### Task material
"""

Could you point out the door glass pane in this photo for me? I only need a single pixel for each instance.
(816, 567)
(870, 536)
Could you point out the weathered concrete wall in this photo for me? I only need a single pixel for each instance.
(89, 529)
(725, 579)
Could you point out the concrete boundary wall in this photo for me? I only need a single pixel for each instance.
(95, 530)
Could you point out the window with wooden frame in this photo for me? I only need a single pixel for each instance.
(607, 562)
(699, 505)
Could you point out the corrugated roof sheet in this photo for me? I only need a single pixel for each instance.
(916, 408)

"""

### Problem
Copy out, unchanged, everything from the line containing "Could you point out the window" down to the end of the items above.

### The completed task
Could you point out the window with wooden frame in this photo for me? I only need a single pixel for each instance.
(607, 562)
(699, 505)
Could you point out the corrugated roof sheet in this photo for me? I only need a single pixel for each instance.
(916, 408)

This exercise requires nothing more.